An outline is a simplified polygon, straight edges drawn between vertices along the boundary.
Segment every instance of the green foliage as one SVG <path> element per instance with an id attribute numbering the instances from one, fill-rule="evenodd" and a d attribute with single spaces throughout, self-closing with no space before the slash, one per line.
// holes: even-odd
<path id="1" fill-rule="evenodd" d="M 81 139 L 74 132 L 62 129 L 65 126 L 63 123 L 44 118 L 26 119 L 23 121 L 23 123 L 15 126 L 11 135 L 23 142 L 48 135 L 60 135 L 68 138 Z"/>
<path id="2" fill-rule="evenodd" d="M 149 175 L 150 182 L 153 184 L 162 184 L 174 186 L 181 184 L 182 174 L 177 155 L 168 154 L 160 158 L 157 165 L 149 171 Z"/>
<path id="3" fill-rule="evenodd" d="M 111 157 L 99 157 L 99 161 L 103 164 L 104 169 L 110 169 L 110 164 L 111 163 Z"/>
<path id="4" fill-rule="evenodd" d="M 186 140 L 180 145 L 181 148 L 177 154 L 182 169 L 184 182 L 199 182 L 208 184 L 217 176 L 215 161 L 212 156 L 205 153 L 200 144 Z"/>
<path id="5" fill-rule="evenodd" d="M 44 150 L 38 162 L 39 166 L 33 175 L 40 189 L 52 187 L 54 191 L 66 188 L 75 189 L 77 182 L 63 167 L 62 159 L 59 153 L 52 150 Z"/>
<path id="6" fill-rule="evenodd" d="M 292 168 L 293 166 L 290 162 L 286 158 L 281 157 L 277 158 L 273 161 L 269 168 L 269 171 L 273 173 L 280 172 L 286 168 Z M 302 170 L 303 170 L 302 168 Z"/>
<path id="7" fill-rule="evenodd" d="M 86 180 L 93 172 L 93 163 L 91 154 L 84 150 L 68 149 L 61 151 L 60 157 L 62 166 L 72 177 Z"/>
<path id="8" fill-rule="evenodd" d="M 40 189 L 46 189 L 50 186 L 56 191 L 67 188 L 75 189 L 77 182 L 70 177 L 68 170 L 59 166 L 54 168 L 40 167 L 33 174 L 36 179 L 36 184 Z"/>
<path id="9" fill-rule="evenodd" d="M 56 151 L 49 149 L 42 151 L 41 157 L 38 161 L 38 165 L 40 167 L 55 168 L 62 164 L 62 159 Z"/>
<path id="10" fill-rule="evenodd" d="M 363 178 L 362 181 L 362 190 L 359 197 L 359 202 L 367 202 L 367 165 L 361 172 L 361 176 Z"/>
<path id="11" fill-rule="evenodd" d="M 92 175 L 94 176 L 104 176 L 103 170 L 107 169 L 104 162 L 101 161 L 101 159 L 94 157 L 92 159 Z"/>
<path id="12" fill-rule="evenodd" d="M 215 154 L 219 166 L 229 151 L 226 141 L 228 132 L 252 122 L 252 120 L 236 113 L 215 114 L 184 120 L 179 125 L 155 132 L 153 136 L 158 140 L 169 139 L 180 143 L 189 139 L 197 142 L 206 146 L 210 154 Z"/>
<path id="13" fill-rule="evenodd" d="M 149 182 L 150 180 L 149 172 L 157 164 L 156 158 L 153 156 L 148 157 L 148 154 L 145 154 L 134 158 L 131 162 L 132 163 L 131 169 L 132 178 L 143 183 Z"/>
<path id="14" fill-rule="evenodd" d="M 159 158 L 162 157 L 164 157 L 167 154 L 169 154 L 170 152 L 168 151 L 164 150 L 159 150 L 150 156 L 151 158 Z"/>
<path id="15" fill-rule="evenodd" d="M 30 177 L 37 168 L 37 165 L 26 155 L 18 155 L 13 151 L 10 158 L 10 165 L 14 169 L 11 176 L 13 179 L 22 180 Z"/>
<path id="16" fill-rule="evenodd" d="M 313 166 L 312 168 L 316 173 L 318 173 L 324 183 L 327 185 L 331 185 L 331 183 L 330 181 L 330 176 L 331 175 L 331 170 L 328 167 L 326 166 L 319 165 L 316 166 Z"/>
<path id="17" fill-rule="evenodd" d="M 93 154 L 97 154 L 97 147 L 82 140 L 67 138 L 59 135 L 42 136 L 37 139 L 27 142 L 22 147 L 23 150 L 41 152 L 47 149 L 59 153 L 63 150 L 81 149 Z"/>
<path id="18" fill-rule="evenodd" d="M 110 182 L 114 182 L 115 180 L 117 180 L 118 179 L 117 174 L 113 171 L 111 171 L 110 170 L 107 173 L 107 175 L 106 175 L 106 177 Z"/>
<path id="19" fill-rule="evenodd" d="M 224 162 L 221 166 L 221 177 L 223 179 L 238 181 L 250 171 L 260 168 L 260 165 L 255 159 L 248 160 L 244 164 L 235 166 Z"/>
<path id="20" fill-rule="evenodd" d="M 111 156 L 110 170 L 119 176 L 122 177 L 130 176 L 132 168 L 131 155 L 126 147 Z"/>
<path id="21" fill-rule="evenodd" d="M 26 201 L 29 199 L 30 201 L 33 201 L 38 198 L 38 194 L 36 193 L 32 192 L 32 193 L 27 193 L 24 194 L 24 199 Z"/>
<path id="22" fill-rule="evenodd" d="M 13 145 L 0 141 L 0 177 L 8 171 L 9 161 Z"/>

---*---

**DIRECTIONS:**
Recast all of the lines above as a Markdown table with the columns No. and Line, numbering the rows in order and omitting any blank lines.

**RESULT OF THIS TASK:**
| No. | Line |
|---|---|
| 1 | An outline is a simplified polygon, straight edges drawn between vertices along the boundary. |
| 2 | Segment every instance of the green foliage as one SVG <path> element per instance with an id attribute numbering the instances from one, fill-rule="evenodd" and a d attribute with single spaces throughout, self-closing with no space before the slash, one per line. |
| 3 | // holes: even-odd |
| 4 | <path id="1" fill-rule="evenodd" d="M 81 139 L 74 132 L 62 129 L 65 126 L 63 123 L 44 118 L 26 119 L 23 121 L 23 123 L 15 126 L 11 135 L 23 142 L 48 135 L 60 135 L 68 138 Z"/> |
| 5 | <path id="2" fill-rule="evenodd" d="M 149 175 L 150 182 L 153 184 L 162 184 L 174 186 L 181 184 L 182 174 L 177 155 L 168 154 L 160 158 L 157 165 L 149 171 Z"/> |
| 6 | <path id="3" fill-rule="evenodd" d="M 111 157 L 99 157 L 99 161 L 103 164 L 104 169 L 110 169 L 110 164 L 111 163 Z"/> |
| 7 | <path id="4" fill-rule="evenodd" d="M 186 140 L 180 145 L 181 148 L 177 154 L 182 169 L 184 182 L 199 182 L 208 184 L 217 176 L 215 161 L 212 156 L 205 153 L 200 144 Z"/> |
| 8 | <path id="5" fill-rule="evenodd" d="M 44 150 L 38 162 L 39 166 L 33 175 L 40 189 L 52 187 L 54 191 L 66 188 L 75 189 L 77 182 L 63 167 L 62 159 L 59 153 L 52 150 Z"/> |
| 9 | <path id="6" fill-rule="evenodd" d="M 292 168 L 293 166 L 290 162 L 286 158 L 281 157 L 277 158 L 273 161 L 269 168 L 269 171 L 273 173 L 280 172 L 286 168 Z M 302 170 L 303 170 L 302 168 Z"/> |
| 10 | <path id="7" fill-rule="evenodd" d="M 86 180 L 93 172 L 93 163 L 91 154 L 84 150 L 68 149 L 61 151 L 60 157 L 62 166 L 72 177 Z"/> |
| 11 | <path id="8" fill-rule="evenodd" d="M 40 189 L 46 189 L 50 186 L 56 191 L 67 188 L 75 189 L 77 182 L 70 177 L 68 170 L 59 166 L 54 168 L 40 167 L 33 174 L 36 179 L 36 184 Z"/> |
| 12 | <path id="9" fill-rule="evenodd" d="M 56 151 L 49 149 L 42 151 L 41 157 L 38 161 L 38 165 L 40 167 L 55 168 L 62 164 L 62 159 Z"/> |
| 13 | <path id="10" fill-rule="evenodd" d="M 363 178 L 362 181 L 362 190 L 359 197 L 359 202 L 367 202 L 367 165 L 361 172 L 361 176 Z"/> |
| 14 | <path id="11" fill-rule="evenodd" d="M 92 175 L 94 176 L 104 176 L 103 170 L 107 169 L 104 162 L 101 161 L 101 159 L 94 157 L 92 159 Z"/> |
| 15 | <path id="12" fill-rule="evenodd" d="M 215 154 L 219 166 L 229 151 L 226 141 L 228 132 L 252 122 L 252 120 L 236 113 L 215 114 L 184 120 L 179 125 L 155 132 L 153 136 L 158 140 L 169 139 L 180 143 L 189 139 L 197 142 L 206 146 L 210 154 Z"/> |
| 16 | <path id="13" fill-rule="evenodd" d="M 149 182 L 150 180 L 149 172 L 157 164 L 156 158 L 153 156 L 148 157 L 148 154 L 145 154 L 134 158 L 131 162 L 132 163 L 131 169 L 132 178 L 143 183 Z"/> |
| 17 | <path id="14" fill-rule="evenodd" d="M 159 158 L 162 157 L 164 157 L 167 154 L 169 154 L 170 152 L 168 151 L 164 150 L 159 150 L 150 156 L 151 158 Z"/> |
| 18 | <path id="15" fill-rule="evenodd" d="M 30 177 L 37 168 L 37 165 L 26 155 L 18 155 L 13 151 L 10 158 L 10 165 L 14 169 L 11 176 L 13 179 L 22 180 Z"/> |
| 19 | <path id="16" fill-rule="evenodd" d="M 313 166 L 312 168 L 316 173 L 318 173 L 324 183 L 327 185 L 331 185 L 331 183 L 330 181 L 330 176 L 331 175 L 331 170 L 328 167 L 326 166 L 319 165 L 316 166 Z"/> |
| 20 | <path id="17" fill-rule="evenodd" d="M 93 154 L 97 154 L 97 147 L 82 140 L 67 138 L 59 135 L 42 136 L 37 139 L 27 142 L 22 147 L 23 150 L 41 152 L 47 149 L 59 153 L 63 150 L 81 149 Z"/> |
| 21 | <path id="18" fill-rule="evenodd" d="M 110 182 L 114 182 L 115 180 L 117 180 L 118 179 L 117 174 L 113 171 L 111 171 L 110 170 L 107 173 L 107 175 L 106 175 L 106 177 Z"/> |
| 22 | <path id="19" fill-rule="evenodd" d="M 224 162 L 221 166 L 221 177 L 223 179 L 238 181 L 250 171 L 260 168 L 260 165 L 255 159 L 248 160 L 244 164 L 235 166 Z"/> |
| 23 | <path id="20" fill-rule="evenodd" d="M 111 156 L 110 170 L 119 176 L 122 177 L 130 176 L 132 168 L 131 155 L 126 147 Z"/> |
| 24 | <path id="21" fill-rule="evenodd" d="M 26 201 L 29 199 L 30 201 L 33 201 L 38 198 L 38 194 L 36 193 L 32 192 L 32 193 L 27 193 L 24 194 L 24 199 Z"/> |
| 25 | <path id="22" fill-rule="evenodd" d="M 13 145 L 0 141 L 0 177 L 8 171 L 9 161 Z"/> |